# Material to process start
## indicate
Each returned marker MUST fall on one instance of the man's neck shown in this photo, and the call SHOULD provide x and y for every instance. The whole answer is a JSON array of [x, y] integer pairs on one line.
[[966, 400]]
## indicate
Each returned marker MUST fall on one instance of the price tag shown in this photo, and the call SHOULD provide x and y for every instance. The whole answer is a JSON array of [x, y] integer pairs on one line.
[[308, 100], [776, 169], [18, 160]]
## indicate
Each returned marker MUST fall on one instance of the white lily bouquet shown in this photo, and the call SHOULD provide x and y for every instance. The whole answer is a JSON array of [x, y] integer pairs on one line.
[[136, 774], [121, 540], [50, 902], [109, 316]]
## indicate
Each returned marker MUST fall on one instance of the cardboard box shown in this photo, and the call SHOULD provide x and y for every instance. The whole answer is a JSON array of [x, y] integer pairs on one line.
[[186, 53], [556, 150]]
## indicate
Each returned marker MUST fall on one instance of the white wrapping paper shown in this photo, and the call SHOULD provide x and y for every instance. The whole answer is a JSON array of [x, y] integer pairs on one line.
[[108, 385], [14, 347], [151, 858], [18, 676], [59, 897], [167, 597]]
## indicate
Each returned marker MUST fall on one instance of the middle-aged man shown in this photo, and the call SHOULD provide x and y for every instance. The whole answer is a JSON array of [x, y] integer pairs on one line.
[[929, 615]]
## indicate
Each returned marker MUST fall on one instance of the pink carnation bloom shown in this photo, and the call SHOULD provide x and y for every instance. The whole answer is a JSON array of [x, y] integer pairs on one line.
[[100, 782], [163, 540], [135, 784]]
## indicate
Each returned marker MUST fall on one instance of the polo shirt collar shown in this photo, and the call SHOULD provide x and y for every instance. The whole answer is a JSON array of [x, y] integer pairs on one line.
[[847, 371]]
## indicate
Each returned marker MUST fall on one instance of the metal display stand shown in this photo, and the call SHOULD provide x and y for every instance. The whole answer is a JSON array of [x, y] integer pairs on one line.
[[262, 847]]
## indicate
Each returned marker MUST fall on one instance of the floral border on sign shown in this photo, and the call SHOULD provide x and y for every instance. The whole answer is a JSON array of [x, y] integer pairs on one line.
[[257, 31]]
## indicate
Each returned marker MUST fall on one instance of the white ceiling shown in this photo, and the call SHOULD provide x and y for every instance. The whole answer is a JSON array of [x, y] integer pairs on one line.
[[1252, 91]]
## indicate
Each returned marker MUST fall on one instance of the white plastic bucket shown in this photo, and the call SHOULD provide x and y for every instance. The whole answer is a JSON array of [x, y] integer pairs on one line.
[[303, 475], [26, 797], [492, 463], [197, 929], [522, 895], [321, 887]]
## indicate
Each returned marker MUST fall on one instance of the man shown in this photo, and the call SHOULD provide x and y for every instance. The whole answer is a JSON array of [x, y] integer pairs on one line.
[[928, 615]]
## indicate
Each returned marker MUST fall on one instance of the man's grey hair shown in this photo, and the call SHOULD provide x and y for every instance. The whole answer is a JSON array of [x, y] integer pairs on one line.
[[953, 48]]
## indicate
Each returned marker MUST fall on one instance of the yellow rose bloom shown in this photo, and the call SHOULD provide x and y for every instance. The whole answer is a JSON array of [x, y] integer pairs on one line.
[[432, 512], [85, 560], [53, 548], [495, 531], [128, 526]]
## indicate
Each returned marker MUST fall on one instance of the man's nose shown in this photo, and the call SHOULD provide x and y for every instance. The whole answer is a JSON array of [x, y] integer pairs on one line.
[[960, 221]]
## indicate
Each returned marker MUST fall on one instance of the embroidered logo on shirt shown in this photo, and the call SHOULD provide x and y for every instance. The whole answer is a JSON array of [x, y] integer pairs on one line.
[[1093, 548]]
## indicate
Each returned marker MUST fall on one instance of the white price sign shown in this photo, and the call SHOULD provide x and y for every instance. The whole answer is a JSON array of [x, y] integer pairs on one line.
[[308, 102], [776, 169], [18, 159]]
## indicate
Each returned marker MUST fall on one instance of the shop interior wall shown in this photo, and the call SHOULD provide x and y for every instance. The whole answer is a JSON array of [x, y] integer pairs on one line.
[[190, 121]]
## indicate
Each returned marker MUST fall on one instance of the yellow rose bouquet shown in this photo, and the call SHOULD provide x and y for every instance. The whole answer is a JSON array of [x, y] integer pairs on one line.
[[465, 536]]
# Material to process end
● **What is required**
Output the listing above exactly as it appears.

● **Reply to the exercise**
## indicate
Each returned marker MUST fall on one instance of the man's neck shown in this photo, and the call SHOULD provide x and y for every instance. The whole answer is a JSON array of [x, y] integer pairs on one line.
[[966, 400]]
## indicate
Each returned marker MUST fall on one instance of the price tag shown in this photo, and the call SHOULD provide x and y for every instance. The whole answer is a JSON array of [x, y] integer pairs on one line.
[[308, 100], [776, 169], [18, 160]]
## indicate
Each returned marker MUST fall on one instance of the white lily bouquet shown in this photo, and the call SHOULD provide x and y for every instance. The whole answer is a JSON array of [x, y] integer pairs on one line.
[[136, 774], [121, 540], [50, 902], [109, 316]]
## indicate
Each returned marker MUST fall on one instance of the cardboard box shown in this photo, and the call SHOULD provide x and y for every instance. The whole answer is a JSON array of [x, y] integer pairs on one line.
[[186, 53], [556, 150]]
## indicate
Each returned marker MUST fall on one instance of the white wrapping paper shown in this photo, and the call SHOULD provide x and y for every instance. The whole answer is a JSON array of [x, y] integer pairs on one line.
[[108, 385], [14, 347], [151, 858], [18, 676], [59, 897], [167, 597]]
## indicate
Each returned marker MUST fall on one instance of the middle-aged man shown in this photo, and the call SHOULD provide x and y for every instance. The whole answer is a JSON array of [x, y] integer pairs on one line.
[[929, 615]]
## indicate
Each returned marker MUST fall on one instance of the pink carnation bloom shown in this photo, and the call SHOULD provide x and y for every instance. The whole answer is a JSON array of [x, y] integer pairs on one line.
[[100, 782], [163, 540], [135, 784]]
## indicate
Each returned marker MUST fall on one instance of the polo shirt collar shown in this photo, and the call SHOULD provide x and y for every instance. The whole answer is a JSON array of [x, y] integer pairs on one line.
[[847, 371]]
## indicate
Each returned marker MUST fall on one instance of the metal display stand shown in this photo, and the call SHOULD provide x and y for every instance. The whole answer is a JSON array of [x, y] integer pairs on one line.
[[262, 847]]
## indicate
Each returned marker MUST fall on one instance of the floral border on sign shown in this photo, and the call SHOULD provide x and y for every instance. The whole answer is a JSON array of [x, y] integer pairs on one line.
[[257, 31]]
## indicate
Each returned marker MUST fall on one instance of the white ceiling shown in this photo, and the call SHOULD provide x and y for every instance. The whole answer is a JSON array of [x, y] integer pairs on one line.
[[1252, 91]]
## indicate
Each returned marker MUST fall on one instance of the white plastic bucket shown in this photo, and the call SHOULD provide x and y for every instance. The whole answer is a JSON array of [x, y] integer pairs on one line.
[[303, 475], [26, 797], [492, 463], [197, 929], [522, 895], [321, 887]]
## indicate
Each returned marker MUST fall on one instance of the man shown in this photo, and the call SHOULD provide x and y for every instance. The whole answer is a JSON array of [x, y] integer pairs on one line.
[[928, 615]]
## indicate
Each returned marker MUST fall on one instance of the man's grey hair shown in this photo, and the call SHOULD provide x and y for every instance. The whole answer is a JSON array of [x, y] integer pairs on one line.
[[953, 48]]
## indicate
Each returned marker MUST fall on one instance of the yellow rose bloom shown in this photo, and the call SHOULD provide x and y for every instance. The whole answer is a JSON array of [x, y] integer pairs on one line.
[[432, 512], [85, 560], [53, 548], [495, 531], [128, 526]]
## indicate
Each returned marker MUST fall on one instance of the man's nose shown in this photo, and the call SHOULD provide x and y for every instance. The whole answer is a JSON array of [x, y] integer pairs on one line.
[[960, 221]]
## indicate
Each returned marker MUST fall on one instance of the embroidered logo on shirt shown in this photo, and the call SHOULD provide x and y for every instance. The whole answer is a JSON array of [x, y] integer pairs on one line.
[[1093, 548]]
## indicate
Each returned marker MUST fall on one instance of the white price sign shown in this photo, and the call SHOULD provide x and y for every instance. The whole answer is a JSON array of [x, y] integer pairs on one line.
[[308, 102], [776, 169], [18, 159]]
## indicate
Each returned marker MUST fall on one instance of the shop interior wall shown in this photo, and the call SHOULD provide x and y for every instance. The whole answer is a JSON array of [x, y] integer pairs on one line.
[[190, 121]]
## indicate
Each returned marker MUST fall on one instance of the yellow rose bouquet shown in this photo, and the call SHOULD provide x and y for every instance. The whole answer is a JSON array of [x, y] integer pairs on one line.
[[465, 536]]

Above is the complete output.